**PAGE TEXT**
Summary
Statoil operates a number of gas/condensate pipelines in the North Sea. This
paper focuses on experience gained from operation and simulation, up to and
including the tail end, of the 150-km-long, 22-in. Huldra-to-Heimdal
pipeline.
During initial production at Huldra, the liquid accumulation was higher than
predicted by modeling. Additionally, liquid surge waves not found in
simulations were observed at the receiving facility. These findings were
challenging, resulting from very low-liquid surge capacity in the receiving
facility, and the minimum flow rate was increased. Investigations were carried
out to explain the observations, and it was determined that condensate
carryover in the Huldra scrubber significantly influenced the condensate
content in the pipeline. The pipeline has now entered the tail-end production
phase. Because of the high liquid content at low production rates,
water/monoethylene glycol (MEG) no longer reaches the receiving facility on a
regular basis, causing local hydrate problems at Heimdal and a lack of MEG for
reinjection. Simulations show that cyclic operation of the receiving facility
will transport water/MEG out of the pipeline on a more regular basis. This
change in operating philosophy was an available option that Statoil did not
have to implement.
Introduction
The traditional gas/condensate development had a process facility close to
the field, and the fluids would be exported through a single-phase gas line and
a single-phase liquid line. This involved expensive process facilities at
remote locations (often offshore) and multiple pipelines. Since the 1970s,
significant research efforts have been put into multiphase transport.

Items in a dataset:
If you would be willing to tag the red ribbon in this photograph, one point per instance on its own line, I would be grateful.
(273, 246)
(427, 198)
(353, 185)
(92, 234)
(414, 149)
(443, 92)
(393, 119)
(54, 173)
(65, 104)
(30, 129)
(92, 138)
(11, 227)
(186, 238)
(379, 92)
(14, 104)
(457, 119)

**SHORT EXERCISE**
Rewrite the stretch of the pipeline paper from "Introduction" through "into multiphase transport.", replacing "offshore" with "at sea". The material that comes after the pipeline paper is separate from it.

**CORRECT RESPONSE**
Introduction
The traditional gas/condensate development had a process facility close to
the field, and the fluids would be exported through a single-phase gas line and
a single-phase liquid line. This involved expensive process facilities at
remote locations (often at sea) and multiple pipelines. Since the 1970s,
significant research efforts have been put into multiphase transport.